_TASK INSTRUCTIONS:_ Copy the data, unchanged, from the line containing "Task: locate the crane" through the last line of the data, including both of those lines.

_ITEMS:_

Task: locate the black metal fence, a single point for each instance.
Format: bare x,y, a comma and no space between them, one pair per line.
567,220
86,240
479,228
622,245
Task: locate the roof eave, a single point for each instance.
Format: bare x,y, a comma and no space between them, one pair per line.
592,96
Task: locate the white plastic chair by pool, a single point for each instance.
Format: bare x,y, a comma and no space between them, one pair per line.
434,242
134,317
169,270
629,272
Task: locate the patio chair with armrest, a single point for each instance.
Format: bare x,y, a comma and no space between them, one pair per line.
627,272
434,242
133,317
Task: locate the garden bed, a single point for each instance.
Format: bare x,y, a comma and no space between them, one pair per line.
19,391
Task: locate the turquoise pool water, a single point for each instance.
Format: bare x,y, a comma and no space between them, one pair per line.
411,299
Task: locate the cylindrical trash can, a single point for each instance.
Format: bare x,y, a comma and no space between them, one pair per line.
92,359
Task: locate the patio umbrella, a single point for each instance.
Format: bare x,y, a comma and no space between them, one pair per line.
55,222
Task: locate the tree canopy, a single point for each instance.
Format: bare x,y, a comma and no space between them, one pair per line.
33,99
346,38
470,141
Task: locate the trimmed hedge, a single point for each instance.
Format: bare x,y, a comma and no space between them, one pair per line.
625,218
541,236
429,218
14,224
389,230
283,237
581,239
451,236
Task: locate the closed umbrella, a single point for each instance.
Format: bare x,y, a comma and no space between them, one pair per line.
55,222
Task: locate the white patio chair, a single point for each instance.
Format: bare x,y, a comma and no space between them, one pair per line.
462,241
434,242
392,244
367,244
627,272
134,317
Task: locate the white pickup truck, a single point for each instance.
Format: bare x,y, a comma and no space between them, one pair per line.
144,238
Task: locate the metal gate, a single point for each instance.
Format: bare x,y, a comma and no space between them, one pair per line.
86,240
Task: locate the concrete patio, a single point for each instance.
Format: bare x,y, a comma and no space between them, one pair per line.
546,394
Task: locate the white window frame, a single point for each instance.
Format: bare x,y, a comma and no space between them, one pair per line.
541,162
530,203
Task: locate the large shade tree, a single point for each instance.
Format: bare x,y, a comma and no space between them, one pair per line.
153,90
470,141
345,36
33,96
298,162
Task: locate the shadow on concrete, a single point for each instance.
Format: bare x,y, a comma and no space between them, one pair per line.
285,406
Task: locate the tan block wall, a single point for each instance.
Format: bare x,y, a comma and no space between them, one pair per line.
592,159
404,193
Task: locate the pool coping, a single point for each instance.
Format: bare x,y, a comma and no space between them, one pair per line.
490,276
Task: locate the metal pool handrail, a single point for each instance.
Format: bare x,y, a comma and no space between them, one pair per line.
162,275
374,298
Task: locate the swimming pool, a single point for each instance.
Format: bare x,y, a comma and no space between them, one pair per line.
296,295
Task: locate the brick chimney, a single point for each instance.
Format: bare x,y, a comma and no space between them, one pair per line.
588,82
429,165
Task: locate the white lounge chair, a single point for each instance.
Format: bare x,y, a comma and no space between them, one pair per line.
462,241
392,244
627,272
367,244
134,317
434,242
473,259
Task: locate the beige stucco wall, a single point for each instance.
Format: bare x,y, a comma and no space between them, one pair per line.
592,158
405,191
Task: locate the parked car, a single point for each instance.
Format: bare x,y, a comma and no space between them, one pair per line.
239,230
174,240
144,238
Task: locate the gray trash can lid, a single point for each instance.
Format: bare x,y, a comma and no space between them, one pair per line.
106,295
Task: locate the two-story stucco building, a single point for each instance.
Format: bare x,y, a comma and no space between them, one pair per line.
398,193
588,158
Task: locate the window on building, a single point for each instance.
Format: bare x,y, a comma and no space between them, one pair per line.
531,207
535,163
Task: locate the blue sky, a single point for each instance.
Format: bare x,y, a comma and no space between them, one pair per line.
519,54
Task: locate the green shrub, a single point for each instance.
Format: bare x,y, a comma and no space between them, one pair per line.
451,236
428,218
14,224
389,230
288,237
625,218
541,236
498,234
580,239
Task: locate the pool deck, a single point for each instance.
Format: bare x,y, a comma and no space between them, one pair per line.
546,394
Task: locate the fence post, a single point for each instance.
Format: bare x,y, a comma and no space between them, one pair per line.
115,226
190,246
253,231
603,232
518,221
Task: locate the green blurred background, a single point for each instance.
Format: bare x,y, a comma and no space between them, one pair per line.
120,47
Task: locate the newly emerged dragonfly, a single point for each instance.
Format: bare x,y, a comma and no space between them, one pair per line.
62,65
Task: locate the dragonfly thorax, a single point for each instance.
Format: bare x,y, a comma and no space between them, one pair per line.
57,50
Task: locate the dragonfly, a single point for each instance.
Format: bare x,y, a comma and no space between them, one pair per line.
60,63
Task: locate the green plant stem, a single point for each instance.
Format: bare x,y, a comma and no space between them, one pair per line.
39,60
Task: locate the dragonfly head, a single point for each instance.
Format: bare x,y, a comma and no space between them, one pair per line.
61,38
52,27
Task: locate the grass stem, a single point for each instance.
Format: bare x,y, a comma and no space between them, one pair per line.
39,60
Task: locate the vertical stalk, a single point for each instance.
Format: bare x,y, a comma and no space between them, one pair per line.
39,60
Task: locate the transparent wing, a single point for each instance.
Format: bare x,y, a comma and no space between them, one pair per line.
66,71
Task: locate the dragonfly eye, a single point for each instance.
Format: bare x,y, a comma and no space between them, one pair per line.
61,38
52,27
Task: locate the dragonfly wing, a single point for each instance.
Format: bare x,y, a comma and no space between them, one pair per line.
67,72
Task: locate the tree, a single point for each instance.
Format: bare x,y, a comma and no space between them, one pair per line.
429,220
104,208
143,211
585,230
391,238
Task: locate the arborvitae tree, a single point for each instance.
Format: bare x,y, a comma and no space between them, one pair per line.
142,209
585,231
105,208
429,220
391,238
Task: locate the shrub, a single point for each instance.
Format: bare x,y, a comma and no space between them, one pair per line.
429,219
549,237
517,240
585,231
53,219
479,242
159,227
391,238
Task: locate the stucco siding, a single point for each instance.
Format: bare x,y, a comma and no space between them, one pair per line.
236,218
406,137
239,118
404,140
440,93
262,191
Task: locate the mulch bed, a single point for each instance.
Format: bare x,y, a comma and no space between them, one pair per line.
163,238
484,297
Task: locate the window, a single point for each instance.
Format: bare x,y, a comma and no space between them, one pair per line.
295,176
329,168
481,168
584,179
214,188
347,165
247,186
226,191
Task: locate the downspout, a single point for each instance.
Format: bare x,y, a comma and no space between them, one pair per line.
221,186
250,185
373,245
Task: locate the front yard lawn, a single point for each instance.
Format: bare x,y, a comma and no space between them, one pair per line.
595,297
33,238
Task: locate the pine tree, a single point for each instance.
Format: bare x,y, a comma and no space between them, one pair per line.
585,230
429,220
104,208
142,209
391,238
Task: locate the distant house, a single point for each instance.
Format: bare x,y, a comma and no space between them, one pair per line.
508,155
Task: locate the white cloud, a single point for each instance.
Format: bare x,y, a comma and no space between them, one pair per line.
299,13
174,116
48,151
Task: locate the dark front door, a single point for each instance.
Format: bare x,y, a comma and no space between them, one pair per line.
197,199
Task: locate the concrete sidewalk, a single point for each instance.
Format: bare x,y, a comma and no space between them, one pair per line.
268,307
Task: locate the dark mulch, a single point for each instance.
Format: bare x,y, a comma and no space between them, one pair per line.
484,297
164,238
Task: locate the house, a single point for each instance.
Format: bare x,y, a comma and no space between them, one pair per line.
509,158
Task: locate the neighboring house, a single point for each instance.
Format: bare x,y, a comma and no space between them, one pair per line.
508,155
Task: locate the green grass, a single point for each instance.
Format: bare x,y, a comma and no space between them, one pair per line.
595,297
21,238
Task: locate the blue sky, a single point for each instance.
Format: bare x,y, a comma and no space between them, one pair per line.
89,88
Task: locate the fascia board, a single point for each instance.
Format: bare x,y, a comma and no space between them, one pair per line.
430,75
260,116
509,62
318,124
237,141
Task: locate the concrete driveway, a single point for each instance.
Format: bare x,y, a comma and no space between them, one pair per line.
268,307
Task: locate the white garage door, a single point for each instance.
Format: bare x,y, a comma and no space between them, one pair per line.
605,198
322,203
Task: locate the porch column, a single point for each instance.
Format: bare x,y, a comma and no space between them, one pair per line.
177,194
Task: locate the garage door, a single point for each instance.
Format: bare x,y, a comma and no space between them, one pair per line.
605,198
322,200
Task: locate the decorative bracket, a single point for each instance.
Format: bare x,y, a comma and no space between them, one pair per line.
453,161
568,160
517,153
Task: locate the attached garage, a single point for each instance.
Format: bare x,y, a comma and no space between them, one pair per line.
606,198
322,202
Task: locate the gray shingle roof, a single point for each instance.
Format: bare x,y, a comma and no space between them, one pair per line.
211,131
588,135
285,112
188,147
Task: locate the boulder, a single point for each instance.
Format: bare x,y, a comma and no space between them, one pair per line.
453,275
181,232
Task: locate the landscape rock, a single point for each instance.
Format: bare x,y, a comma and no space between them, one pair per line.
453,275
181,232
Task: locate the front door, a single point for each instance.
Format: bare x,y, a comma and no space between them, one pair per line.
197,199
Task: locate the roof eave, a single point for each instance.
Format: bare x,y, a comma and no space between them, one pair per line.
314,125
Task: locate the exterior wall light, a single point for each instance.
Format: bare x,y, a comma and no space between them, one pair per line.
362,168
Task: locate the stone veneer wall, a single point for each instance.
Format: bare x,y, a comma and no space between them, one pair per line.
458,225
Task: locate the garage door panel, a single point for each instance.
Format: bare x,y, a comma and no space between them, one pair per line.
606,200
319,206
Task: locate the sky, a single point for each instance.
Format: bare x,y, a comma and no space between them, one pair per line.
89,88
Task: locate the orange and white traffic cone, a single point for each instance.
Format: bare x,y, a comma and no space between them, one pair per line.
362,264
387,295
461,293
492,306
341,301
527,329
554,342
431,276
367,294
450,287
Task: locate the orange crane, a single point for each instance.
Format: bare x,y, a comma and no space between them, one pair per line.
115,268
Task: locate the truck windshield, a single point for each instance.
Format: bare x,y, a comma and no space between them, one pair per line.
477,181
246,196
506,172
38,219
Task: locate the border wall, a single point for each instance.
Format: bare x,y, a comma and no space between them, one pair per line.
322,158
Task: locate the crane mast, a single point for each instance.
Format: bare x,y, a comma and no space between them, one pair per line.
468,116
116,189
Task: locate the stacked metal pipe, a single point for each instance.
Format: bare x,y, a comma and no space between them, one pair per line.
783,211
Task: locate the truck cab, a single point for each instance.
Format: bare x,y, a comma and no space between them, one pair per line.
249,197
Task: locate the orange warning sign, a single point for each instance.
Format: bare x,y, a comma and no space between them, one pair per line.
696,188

_CORRECT RESULT:_
Task: locate the crane mast, a single point for each instance.
Format: bare x,y, a comma and no space between them, one pair per line.
468,116
116,189
Task: locate the stacked metal pipe, a single point for each instance.
Format: bare x,y, a comma and no space between them, one pair per line.
783,211
Task: locate the truck cab, a single point for each instance.
Format: bare x,y, a comma and no space between them, one pair per line.
249,197
Task: locate the orange warning sign, a single point for each instance.
Format: bare x,y, a comma and no space between them, one pair per line.
696,188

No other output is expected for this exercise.